Input data:
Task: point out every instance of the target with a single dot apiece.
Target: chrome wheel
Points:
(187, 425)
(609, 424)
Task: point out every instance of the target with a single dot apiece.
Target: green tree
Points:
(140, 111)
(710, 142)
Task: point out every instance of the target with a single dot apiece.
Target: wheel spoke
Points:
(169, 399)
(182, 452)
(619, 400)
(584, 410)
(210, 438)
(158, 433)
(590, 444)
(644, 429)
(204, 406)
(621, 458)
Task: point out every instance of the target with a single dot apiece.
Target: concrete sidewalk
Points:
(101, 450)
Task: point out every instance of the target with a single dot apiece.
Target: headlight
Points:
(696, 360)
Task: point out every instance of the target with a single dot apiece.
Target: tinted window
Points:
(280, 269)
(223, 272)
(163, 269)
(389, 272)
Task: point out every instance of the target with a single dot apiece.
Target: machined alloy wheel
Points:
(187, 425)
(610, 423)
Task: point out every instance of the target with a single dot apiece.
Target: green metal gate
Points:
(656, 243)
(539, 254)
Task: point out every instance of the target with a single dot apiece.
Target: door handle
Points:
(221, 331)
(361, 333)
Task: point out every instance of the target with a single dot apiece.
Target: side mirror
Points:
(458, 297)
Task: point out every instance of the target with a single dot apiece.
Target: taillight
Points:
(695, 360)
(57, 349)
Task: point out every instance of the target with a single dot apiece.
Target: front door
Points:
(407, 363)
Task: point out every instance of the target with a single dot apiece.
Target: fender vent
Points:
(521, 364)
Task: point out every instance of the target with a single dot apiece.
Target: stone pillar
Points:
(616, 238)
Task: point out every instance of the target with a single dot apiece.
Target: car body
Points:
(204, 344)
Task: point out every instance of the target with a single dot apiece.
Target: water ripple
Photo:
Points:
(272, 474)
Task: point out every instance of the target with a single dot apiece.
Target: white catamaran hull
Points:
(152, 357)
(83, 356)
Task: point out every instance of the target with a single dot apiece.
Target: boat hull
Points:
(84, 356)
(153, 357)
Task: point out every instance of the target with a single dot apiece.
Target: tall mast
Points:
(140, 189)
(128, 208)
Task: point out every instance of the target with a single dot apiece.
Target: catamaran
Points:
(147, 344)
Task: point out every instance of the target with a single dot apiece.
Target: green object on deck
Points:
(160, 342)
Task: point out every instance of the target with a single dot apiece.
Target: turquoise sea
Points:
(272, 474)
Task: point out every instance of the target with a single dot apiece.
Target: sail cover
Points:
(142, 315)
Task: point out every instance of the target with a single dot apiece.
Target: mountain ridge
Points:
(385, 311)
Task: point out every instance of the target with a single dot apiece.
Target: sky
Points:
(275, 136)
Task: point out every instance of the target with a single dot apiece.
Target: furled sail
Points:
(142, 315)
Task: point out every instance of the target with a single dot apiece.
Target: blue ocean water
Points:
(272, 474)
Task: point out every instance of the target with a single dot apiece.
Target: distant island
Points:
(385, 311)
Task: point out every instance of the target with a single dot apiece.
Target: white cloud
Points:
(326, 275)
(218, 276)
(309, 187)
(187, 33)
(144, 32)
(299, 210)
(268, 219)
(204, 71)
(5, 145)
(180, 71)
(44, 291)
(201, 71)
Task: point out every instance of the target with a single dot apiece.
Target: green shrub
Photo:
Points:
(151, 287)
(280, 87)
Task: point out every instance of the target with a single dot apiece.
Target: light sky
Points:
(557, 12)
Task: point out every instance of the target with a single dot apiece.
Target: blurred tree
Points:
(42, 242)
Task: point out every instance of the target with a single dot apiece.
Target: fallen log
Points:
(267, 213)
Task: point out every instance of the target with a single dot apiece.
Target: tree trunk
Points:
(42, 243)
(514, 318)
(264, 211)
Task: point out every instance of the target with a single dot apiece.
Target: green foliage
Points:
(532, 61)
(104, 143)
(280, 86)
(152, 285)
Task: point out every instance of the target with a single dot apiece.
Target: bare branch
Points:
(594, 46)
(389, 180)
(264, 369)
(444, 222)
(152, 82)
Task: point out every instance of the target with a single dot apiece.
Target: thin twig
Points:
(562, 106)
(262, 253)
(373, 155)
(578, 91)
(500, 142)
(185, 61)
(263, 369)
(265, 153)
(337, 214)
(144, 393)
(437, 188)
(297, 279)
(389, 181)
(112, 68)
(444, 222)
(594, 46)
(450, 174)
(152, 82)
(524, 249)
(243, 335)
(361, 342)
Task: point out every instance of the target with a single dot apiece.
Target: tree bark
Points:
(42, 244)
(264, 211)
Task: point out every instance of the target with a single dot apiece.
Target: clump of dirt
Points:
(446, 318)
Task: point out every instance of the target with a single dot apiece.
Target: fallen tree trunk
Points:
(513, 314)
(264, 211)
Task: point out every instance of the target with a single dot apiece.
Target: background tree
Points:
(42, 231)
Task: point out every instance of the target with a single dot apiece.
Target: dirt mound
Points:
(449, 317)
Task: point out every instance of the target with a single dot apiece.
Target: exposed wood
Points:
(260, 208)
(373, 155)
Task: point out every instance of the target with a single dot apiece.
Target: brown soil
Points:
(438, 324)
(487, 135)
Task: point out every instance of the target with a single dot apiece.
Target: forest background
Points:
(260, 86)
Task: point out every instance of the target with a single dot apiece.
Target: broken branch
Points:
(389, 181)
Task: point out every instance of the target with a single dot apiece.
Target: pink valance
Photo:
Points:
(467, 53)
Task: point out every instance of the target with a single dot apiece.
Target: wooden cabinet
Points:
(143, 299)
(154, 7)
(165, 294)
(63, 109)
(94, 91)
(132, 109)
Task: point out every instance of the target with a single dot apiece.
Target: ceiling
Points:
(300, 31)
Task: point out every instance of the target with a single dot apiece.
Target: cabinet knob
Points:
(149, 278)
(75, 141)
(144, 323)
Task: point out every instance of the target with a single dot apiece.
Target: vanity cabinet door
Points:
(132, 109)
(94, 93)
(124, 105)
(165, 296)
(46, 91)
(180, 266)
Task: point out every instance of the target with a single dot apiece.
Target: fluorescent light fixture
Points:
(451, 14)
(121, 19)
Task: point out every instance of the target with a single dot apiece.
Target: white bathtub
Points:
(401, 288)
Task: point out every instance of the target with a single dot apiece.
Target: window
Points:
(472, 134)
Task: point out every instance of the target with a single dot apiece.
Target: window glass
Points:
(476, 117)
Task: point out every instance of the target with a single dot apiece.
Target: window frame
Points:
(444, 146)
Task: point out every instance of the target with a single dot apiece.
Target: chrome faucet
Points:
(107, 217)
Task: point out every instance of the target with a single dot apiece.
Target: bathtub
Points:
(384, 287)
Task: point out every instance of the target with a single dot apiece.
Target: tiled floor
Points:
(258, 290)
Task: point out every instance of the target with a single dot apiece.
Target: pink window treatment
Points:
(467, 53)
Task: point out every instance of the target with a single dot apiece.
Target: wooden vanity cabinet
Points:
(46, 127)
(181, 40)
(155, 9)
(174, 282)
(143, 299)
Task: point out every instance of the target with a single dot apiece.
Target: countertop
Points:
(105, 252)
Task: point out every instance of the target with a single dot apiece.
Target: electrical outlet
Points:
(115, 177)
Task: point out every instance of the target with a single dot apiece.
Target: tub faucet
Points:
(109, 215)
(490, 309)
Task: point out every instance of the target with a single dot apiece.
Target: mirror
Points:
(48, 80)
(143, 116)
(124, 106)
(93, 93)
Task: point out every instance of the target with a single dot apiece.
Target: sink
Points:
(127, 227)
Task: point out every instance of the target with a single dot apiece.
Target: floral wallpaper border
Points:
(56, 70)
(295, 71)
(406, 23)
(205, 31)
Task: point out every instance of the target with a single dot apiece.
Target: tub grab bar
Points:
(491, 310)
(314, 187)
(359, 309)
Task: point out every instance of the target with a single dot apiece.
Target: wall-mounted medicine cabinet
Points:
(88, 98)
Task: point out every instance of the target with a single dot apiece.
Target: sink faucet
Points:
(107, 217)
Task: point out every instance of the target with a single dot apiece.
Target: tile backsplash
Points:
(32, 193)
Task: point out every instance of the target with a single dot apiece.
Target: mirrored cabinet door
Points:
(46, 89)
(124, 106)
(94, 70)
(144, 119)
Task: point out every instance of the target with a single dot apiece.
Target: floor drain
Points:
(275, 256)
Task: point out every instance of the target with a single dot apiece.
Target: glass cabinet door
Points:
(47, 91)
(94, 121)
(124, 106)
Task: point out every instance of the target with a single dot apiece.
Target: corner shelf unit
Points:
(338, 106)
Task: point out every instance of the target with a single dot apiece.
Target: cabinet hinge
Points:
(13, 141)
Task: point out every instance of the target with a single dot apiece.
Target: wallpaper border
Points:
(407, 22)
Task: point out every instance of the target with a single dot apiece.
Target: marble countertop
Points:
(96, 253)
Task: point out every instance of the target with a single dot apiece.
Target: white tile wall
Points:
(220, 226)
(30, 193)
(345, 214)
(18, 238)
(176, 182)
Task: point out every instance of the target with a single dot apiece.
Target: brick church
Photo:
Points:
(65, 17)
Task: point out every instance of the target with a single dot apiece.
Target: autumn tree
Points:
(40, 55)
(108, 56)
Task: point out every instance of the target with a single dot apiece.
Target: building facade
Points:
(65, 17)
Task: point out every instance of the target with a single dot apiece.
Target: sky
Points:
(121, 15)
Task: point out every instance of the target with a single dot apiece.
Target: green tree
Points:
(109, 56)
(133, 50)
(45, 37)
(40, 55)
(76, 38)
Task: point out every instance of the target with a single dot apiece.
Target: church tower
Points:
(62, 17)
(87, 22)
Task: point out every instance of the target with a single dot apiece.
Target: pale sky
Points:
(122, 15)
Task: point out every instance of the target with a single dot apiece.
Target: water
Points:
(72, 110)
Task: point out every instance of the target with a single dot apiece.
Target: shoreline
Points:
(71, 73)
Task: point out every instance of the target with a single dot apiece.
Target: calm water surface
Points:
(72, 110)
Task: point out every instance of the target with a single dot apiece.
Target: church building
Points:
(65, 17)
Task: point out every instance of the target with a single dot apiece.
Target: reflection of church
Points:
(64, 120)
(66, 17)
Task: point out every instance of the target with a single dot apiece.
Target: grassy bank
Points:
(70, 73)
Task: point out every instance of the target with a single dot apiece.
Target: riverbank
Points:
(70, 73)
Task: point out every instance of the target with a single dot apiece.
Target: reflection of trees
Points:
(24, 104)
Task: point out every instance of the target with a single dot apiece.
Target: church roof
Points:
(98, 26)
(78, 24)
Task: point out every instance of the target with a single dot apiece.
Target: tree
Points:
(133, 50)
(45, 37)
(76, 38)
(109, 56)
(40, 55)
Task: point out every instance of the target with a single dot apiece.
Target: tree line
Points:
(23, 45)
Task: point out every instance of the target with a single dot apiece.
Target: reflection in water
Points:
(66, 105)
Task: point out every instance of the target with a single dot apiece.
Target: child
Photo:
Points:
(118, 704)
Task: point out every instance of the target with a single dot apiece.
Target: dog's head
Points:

Task:
Copy each line from the records above that includes the string "sail".

Task response:
Target: sail cover
Target: furled sail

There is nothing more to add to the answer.